>> Begin Quoted text

As mentioned above, the data Ak, Bk, and Ck that make up the time series data are arranged in order with a time interval Δt between them. After the delay time td has elapsed, the drive waveform signal Pa reaches the target value (a value corresponding to the value of the data Ak). After the delay time td has elapsed, the drive waveform signal Pb reaches the target value (a value corresponding to the value of the data Bk). After the delay time td has elapsed, the drive waveform signal Pc reaches the target value (a value corresponding to the value of the data Ck).

Therefore, when the time division multiplexed signal is accessed at the rising time t2a of the pulse of the synchronization signal S2a, a drive waveform signal Pa corresponding to data Ak and indicating drive waveform A can be obtained. When the time division multiplexed signal is accessed at the rising time t2b of the pulse of the synchronization signal S2b, a drive waveform signal Pb corresponding to data Bk and indicating drive waveform B can be obtained. When the time division multiplexed signal is accessed at the rising time t2c of the pulse of the synchronization signal S2c, a drive waveform signal Pc corresponding to data Ck and indicating drive waveform C can be obtained. In other words, one nth switch 54(n) receives one type of time division multiplexed signal and separates one of the drive waveform signals Pa, Pb, and Pc.

>> End Quoted text

What to do
Reproduce the passage on time-division-multiplexed drive waveform signals word for word.

>> Begin Supplied material

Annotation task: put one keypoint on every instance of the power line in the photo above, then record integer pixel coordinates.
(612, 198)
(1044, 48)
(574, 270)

>> End Supplied material

Solution for this problem
As mentioned above, the data Ak, Bk, and Ck that make up the time series data are arranged in order with a time interval Δt between them. After the delay time td has elapsed, the drive waveform signal Pa reaches the target value (a value corresponding to the value of the data Ak). After the delay time td has elapsed, the drive waveform signal Pb reaches the target value (a value corresponding to the value of the data Bk). After the delay time td has elapsed, the drive waveform signal Pc reaches the target value (a value corresponding to the value of the data Ck).

Therefore, when the time division multiplexed signal is accessed at the rising time t2a of the pulse of the synchronization signal S2a, a drive waveform signal Pa corresponding to data Ak and indicating drive waveform A can be obtained. When the time division multiplexed signal is accessed at the rising time t2b of the pulse of the synchronization signal S2b, a drive waveform signal Pb corresponding to data Bk and indicating drive waveform B can be obtained. When the time division multiplexed signal is accessed at the rising time t2c of the pulse of the synchronization signal S2c, a drive waveform signal Pc corresponding to data Ck and indicating drive waveform C can be obtained. In other words, one nth switch 54(n) receives one type of time division multiplexed signal and separates one of the drive waveform signals Pa, Pb, and Pc.